DOCUMENT SEGMENT -

The area covered by the Guadalupe River and its tributaries spreads over the neighboring cities of San Jose, Los Gatos, Monte Sereno, Campbell, and Santa Clara.

== Mercury contamination ==
The Guadalupe watershed was an area of high activity during the California Gold Rush, and as a result, Mercury toxicity and its effects on surrounding citizens and wildlife is a major concern for the area, and monitored intensively. Because mercury is an effective magnet for gold, miners during the Gold Rush would regularly line their sluices with mercury to amalgamate the gold out. An estimated 6,500 tons of mercury was lost in the system of creeks and rivers along the coast between 1850 and 1920, and is still being detected today in the water, animal life, and riverbeds of these affected tributaries.

The effects of mercury on aquatic environments are very complex and create a number of health and safety risks. The most dangerous effect is its conversion into methylmercury by bacteria in rivers and lakes, which is in fact a more toxic substance than plain mercury. Methylmercury has a capacity to be taken in by insects and other invertebrates which the fish eat, which are in turn consumed by humans. Through this process of biomagnification, the methylmercury concentration increases the further up the food chain it reaches.

SUPPLIED RECORDS -
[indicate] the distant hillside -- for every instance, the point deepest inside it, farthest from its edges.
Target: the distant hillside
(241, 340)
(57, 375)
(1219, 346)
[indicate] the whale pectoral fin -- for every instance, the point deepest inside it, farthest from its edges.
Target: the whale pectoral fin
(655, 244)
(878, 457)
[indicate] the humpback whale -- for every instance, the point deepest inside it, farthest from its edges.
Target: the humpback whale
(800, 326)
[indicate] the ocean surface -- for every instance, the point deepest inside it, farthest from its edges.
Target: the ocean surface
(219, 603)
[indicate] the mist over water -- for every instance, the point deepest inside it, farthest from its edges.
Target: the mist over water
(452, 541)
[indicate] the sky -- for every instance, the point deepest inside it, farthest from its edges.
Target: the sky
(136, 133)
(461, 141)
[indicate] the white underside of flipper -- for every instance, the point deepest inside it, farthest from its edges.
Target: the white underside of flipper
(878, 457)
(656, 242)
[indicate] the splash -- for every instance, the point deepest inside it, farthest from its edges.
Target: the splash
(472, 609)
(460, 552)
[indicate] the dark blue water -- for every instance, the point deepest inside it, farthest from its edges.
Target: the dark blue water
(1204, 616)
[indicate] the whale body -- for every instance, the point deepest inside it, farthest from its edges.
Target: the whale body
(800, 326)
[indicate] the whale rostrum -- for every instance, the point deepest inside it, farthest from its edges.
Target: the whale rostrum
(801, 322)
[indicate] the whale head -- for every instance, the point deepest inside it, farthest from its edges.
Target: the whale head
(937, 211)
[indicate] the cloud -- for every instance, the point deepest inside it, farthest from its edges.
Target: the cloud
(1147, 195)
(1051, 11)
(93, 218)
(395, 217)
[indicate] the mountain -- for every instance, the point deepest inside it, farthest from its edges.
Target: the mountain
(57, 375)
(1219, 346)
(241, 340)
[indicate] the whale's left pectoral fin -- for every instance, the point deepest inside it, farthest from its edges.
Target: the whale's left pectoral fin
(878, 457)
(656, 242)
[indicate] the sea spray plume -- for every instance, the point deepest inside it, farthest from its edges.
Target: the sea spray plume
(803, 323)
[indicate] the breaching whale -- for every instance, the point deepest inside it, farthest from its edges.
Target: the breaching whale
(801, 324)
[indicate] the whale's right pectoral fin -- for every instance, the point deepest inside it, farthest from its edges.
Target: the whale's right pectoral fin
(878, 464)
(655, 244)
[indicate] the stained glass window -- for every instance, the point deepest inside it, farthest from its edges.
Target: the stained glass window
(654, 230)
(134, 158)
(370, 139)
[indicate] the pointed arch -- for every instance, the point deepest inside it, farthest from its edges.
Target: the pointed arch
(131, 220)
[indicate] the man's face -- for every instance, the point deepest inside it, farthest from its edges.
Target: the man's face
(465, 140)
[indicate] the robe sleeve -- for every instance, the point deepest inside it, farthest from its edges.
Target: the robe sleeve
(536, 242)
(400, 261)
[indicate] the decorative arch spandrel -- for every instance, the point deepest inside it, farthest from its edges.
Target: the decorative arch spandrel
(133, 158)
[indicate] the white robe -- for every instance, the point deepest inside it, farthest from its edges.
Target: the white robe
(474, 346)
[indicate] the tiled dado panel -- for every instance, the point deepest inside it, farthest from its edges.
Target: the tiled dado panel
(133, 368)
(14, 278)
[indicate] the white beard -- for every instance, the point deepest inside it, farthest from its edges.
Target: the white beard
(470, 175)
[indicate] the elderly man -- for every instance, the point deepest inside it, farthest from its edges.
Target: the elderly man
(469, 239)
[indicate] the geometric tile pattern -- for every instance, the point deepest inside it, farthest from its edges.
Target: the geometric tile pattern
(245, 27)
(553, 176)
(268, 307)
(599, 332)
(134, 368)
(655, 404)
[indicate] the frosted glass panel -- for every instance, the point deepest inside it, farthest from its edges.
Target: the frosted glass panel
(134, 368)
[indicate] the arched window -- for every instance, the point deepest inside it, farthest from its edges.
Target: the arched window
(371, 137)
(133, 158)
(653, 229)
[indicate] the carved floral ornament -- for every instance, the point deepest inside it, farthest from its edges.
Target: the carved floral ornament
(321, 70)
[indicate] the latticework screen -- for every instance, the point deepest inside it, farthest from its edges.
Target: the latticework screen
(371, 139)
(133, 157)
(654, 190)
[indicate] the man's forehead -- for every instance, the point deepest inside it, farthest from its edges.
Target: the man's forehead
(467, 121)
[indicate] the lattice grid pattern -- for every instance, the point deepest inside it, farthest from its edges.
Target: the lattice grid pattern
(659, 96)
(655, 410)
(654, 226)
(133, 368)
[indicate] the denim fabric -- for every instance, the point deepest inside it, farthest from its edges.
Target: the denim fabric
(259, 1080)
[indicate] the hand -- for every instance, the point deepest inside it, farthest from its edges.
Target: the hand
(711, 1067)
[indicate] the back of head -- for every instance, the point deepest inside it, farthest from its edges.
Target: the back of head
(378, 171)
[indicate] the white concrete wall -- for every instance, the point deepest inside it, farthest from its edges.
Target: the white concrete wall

WHAT THE TASK REQUIRES -
Condense the paragraph that begins "The effects of mercury on aquatic environments" in the Guadalupe watershed text into a bulleted list that keeps its main facts.

SOLUTION TO THIS PROBLEM -
- Mercury's effects on aquatic environments are complex and pose several health and safety risks.
- The most dangerous effect is that bacteria in rivers and lakes convert it into methylmercury, which is more toxic than plain mercury.
- Insects and other invertebrates take in methylmercury. Fish eat them, and humans eat the fish.
- Through this biomagnification, methylmercury concentration rises the further up the food chain it reaches.